> [Material shown]:
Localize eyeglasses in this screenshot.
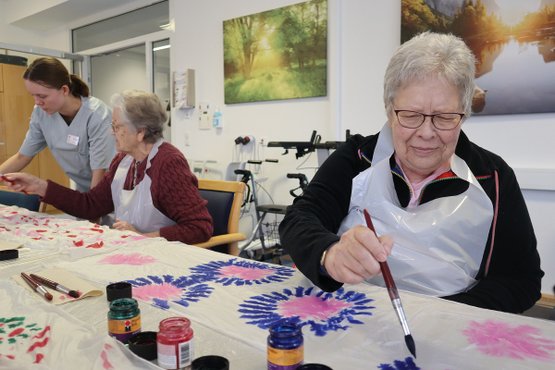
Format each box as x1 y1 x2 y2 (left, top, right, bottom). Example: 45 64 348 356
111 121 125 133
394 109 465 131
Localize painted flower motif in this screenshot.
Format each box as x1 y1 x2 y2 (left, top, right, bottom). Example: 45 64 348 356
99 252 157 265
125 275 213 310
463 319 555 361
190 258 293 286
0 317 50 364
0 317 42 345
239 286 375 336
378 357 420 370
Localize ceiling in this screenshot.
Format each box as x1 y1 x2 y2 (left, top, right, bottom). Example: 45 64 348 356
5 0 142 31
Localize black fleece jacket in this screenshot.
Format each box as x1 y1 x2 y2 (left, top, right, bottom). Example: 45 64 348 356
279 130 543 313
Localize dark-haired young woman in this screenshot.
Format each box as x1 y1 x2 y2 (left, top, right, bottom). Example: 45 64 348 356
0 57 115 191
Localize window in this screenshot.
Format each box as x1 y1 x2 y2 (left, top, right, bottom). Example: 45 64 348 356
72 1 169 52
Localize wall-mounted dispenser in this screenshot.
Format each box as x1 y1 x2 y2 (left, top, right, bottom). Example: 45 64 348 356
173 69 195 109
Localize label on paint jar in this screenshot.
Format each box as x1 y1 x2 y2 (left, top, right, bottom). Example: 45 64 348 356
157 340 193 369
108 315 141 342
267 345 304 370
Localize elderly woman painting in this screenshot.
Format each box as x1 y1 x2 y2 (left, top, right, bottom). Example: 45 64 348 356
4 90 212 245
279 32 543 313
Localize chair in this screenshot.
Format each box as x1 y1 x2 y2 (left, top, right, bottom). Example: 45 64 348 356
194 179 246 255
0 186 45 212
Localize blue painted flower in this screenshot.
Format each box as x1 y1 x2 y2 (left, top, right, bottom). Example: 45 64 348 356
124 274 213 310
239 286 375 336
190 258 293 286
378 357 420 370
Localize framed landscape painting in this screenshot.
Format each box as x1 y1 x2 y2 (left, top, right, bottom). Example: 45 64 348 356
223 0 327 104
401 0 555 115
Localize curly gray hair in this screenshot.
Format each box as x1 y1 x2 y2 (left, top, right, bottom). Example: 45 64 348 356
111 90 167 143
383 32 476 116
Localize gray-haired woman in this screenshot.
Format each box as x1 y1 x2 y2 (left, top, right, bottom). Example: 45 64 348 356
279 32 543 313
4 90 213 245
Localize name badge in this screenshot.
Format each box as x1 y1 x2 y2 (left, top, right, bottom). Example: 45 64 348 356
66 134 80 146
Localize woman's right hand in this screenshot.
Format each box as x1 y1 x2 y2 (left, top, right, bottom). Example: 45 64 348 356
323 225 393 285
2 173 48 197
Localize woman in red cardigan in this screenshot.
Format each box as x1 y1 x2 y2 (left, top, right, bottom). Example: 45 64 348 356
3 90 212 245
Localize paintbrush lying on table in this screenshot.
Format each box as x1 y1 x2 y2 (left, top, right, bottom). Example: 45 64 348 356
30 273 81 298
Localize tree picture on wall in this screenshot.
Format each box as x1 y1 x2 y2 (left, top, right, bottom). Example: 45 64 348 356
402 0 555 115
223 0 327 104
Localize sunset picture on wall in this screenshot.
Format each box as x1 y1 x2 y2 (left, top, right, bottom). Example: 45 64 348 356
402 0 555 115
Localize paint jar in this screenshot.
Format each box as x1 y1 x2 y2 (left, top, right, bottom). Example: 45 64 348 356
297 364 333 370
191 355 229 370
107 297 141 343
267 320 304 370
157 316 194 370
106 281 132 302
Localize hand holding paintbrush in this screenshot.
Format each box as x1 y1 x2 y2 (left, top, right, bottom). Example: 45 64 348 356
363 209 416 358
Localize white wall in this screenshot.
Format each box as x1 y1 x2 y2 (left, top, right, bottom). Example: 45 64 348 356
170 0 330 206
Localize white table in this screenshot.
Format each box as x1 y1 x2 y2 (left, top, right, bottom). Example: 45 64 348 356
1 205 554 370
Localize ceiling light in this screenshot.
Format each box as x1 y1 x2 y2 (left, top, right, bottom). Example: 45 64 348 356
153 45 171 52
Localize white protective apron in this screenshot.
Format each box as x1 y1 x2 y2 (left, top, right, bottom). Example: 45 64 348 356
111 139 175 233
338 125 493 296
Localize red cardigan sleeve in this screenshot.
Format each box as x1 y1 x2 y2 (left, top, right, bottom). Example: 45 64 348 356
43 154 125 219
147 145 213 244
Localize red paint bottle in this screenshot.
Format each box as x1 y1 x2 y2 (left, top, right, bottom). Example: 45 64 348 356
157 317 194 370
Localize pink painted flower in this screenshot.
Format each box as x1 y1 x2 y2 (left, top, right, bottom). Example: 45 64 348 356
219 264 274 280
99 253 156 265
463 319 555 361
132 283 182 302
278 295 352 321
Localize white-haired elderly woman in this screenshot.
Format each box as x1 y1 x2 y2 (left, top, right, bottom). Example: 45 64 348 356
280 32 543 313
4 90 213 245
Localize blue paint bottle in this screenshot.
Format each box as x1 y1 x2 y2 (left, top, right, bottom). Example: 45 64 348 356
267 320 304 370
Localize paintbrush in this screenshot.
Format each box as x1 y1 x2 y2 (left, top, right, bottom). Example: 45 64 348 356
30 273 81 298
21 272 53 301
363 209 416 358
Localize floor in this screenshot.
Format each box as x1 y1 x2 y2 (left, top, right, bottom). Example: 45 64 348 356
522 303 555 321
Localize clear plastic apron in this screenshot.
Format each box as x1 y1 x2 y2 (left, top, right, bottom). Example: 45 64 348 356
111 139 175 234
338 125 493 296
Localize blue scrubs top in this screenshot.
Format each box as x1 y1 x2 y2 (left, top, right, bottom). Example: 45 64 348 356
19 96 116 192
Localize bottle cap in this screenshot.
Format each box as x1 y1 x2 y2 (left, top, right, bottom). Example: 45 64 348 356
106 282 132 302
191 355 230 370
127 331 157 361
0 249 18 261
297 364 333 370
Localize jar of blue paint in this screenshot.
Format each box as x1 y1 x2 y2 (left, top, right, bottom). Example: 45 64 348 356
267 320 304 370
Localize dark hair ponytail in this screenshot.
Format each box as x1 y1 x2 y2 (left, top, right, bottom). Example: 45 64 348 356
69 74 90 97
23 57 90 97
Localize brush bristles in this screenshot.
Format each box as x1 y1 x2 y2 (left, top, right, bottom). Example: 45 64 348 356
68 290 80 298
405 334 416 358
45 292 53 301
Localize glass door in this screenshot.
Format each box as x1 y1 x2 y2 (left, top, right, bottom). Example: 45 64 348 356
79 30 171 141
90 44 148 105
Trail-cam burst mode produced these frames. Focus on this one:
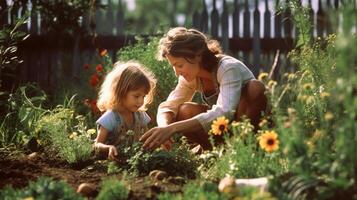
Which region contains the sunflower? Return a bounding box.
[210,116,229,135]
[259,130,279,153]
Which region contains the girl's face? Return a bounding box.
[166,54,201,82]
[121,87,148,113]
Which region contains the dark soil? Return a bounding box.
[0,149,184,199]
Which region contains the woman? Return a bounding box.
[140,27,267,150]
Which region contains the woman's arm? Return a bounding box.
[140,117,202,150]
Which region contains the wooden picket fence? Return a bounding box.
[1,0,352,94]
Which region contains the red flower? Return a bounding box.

> [Instructions to follow]: Could you print the material above word for word and skip the images?

> [Response]:
Localize eyeglasses in this screenshot.
Format each box as x1 y1 x2 y2 (left, top, right, bottom). Example: 45 64 348 356
111 121 125 133
394 109 465 131
Localize painted flower motif in this screenshot.
Format each box as x1 y1 x2 y2 (left, top, right, bottom). Example: 45 64 348 356
99 252 157 265
125 275 213 310
463 319 555 361
190 258 293 286
0 317 50 364
0 317 42 345
239 286 375 336
378 357 420 370
Localize ceiling in this screenshot.
Format each box as x1 y1 x2 y2 (left, top, right, bottom). Example: 45 64 348 356
5 0 142 31
Localize black fleece jacket in this screenshot.
Format each box as x1 y1 x2 y2 (left, top, right, bottom). Example: 45 64 348 356
279 130 543 313
Localize dark-haired young woman in this screenshot.
Format each box as x1 y1 x2 y2 (left, top, right, bottom). Example: 45 64 348 356
0 57 115 191
Localize window in this screenshot.
Format each box as x1 y1 x2 y2 (left, top, right, bottom). Example: 45 64 348 356
72 1 169 52
Localize wall-mounted dispenser in this screenshot.
Format each box as x1 y1 x2 y2 (left, top, right, bottom). Example: 45 64 348 356
173 69 195 109
Localize label on paint jar in this screenshot.
Format each box as x1 y1 x2 y2 (left, top, right, bottom). Example: 45 64 348 356
157 340 193 369
108 315 141 342
267 345 304 370
Localize elderly woman painting in this screenshot.
Format each box as x1 y1 x2 y2 (left, top, right, bottom). Example: 45 64 348 356
4 90 212 245
279 32 543 313
Localize chair in this screenshot.
Format each box as x1 y1 x2 y2 (left, top, right, bottom). Example: 45 64 348 356
194 179 246 255
0 186 45 212
Localize blue painted flower in this screenshot.
Format each box as x1 y1 x2 y2 (left, top, right, bottom). Example: 45 64 348 356
124 274 213 310
239 286 375 336
190 258 293 286
378 357 420 370
Localize framed landscape painting in this screenshot.
Format each box as x1 y1 x2 y2 (left, top, right, bottom). Example: 45 64 348 356
223 0 327 104
401 0 555 115
Localize curly gray hair in this screenshot.
Format each box as x1 y1 x2 y2 (left, top, right, bottom). Example: 45 64 348 356
111 90 167 143
383 32 476 116
Localize gray-haired woman in this screenshot.
Format each box as x1 y1 x2 y2 (left, top, right, bottom). Example: 45 64 348 356
279 32 543 313
4 90 213 245
Localize name badge in this screenshot.
Format each box as x1 y1 x2 y2 (left, top, right, bottom). Example: 45 64 348 356
66 134 80 146
Localize woman's right hand in this screenshot.
Format each box as x1 y1 x2 y2 (left, top, right, bottom). Example: 45 64 348 356
323 225 393 285
2 173 48 197
Localize woman in red cardigan in this screenshot.
Format each box as x1 y1 x2 y2 (left, top, right, bottom). Example: 45 64 348 356
3 90 212 245
Localize paintbrush lying on table in this screenshot.
Format each box as x1 y1 x2 y2 (left, top, right, bottom). Example: 45 64 348 356
30 273 81 298
Localize tree picture on wall in this screenshot.
Format each box as x1 y1 x2 y2 (left, top, right, bottom). Example: 45 64 348 356
402 0 555 115
223 0 327 104
Localize sunset picture on wall in this screenshot.
Format each box as x1 y1 x2 y2 (left, top, right, bottom). Example: 45 64 348 356
402 0 555 115
Localize paint jar in this screenshot.
Format each box as x1 y1 x2 y2 (left, top, right, bottom). Example: 45 64 348 356
297 364 333 370
191 355 229 370
107 297 141 343
267 320 304 370
157 316 194 370
106 281 132 302
Localize hand holding paintbrush in this screenshot.
Format each box as x1 y1 x2 y2 (left, top, right, bottom). Example: 45 64 348 356
363 209 416 358
Localize white wall in this screenshot.
Format each box as x1 y1 x2 y2 (left, top, right, bottom). Example: 45 64 348 356
170 0 330 206
Localize white table in this screenshot.
Format each box as x1 y1 x2 y2 (left, top, right, bottom). Example: 45 64 348 356
1 205 554 370
Localize ceiling light in this screenshot.
Format each box as x1 y1 x2 y2 (left, top, right, bottom). Example: 45 64 348 356
153 45 171 52
Localize white protective apron in this screenshot.
Format each box as x1 y1 x2 y2 (left, top, right, bottom). Example: 45 64 348 356
111 139 175 233
338 125 493 296
Localize red cardigan sleeve in this screenshot.
Format each box as x1 y1 x2 y2 (left, top, right, bottom). Example: 45 64 348 356
43 154 125 219
147 145 213 244
Localize red paint bottle in this screenshot.
Format each box as x1 y1 x2 y2 (left, top, right, bottom). Example: 45 64 348 356
157 317 194 370
Localize pink painted flower in this screenshot.
Format each box as x1 y1 x2 y2 (left, top, right, bottom). Example: 45 64 348 356
219 264 274 280
99 253 156 265
463 319 555 361
132 283 182 302
278 295 352 321
Localize white-haired elderly woman in this screenshot.
Format each box as x1 y1 x2 y2 (left, top, right, bottom). Example: 45 64 348 356
280 32 543 313
4 90 213 245
Localize blue paint bottle in this screenshot.
Format each box as x1 y1 x2 y2 (left, top, right, bottom). Example: 45 64 348 356
267 320 304 370
Localize paintbrush in this screenshot.
Format each box as x1 y1 x2 y2 (left, top, right, bottom). Example: 45 64 348 356
30 273 81 298
21 272 53 301
363 209 416 358
Localize floor in this screenshot.
Format each box as x1 y1 x2 y2 (left, top, right, bottom). Example: 45 64 348 356
522 303 555 321
Localize clear plastic apron in this screenshot.
Format each box as x1 y1 x2 y2 (left, top, right, bottom). Example: 45 64 348 356
111 139 175 234
338 125 493 296
Localize blue scrubs top in this screenshot.
Format each box as x1 y1 x2 y2 (left, top, right, bottom). Example: 45 64 348 356
19 96 116 192
Localize bottle cap in this screenshot.
Format each box as x1 y1 x2 y2 (left, top, right, bottom). Example: 45 64 348 356
106 282 132 302
191 355 230 370
127 331 157 361
0 249 18 261
297 364 333 370
Localize jar of blue paint in this screenshot.
Format each box as x1 y1 x2 y2 (left, top, right, bottom). Example: 45 64 348 356
267 320 304 370
Localize dark hair ponytail in this screenshot.
Format each box as x1 y1 x2 y2 (left, top, right, bottom). Example: 45 64 348 356
69 74 90 97
23 57 90 97
Localize brush bristles in this screenshot.
Format each box as x1 y1 x2 y2 (left, top, right, bottom). Example: 45 64 348 356
68 290 80 298
405 334 416 358
45 292 53 301
Localize glass door in this screenshot.
Format each box as x1 y1 x2 y2 (left, top, right, bottom). Example: 45 64 348 356
79 30 171 141
90 44 148 105
Trail-cam burst mode produced these frames. Focus on this one:
Which region contains the sunflower? Return a bounding box.
[210,116,229,135]
[259,130,279,153]
Which region contains the girl's face? Return a bounding box.
[166,54,201,82]
[121,87,148,113]
Which region contains the dark soil? Return a bounding box.
[0,149,184,199]
Which region contains the woman? Return a bounding box.
[140,27,267,150]
Which region contains the woman's arm? Return a bounding box.
[140,117,202,150]
Which region contains the wooden picket fence? Return a bounding box.
[1,0,352,94]
Which region contains the red flower? Return a bounding box.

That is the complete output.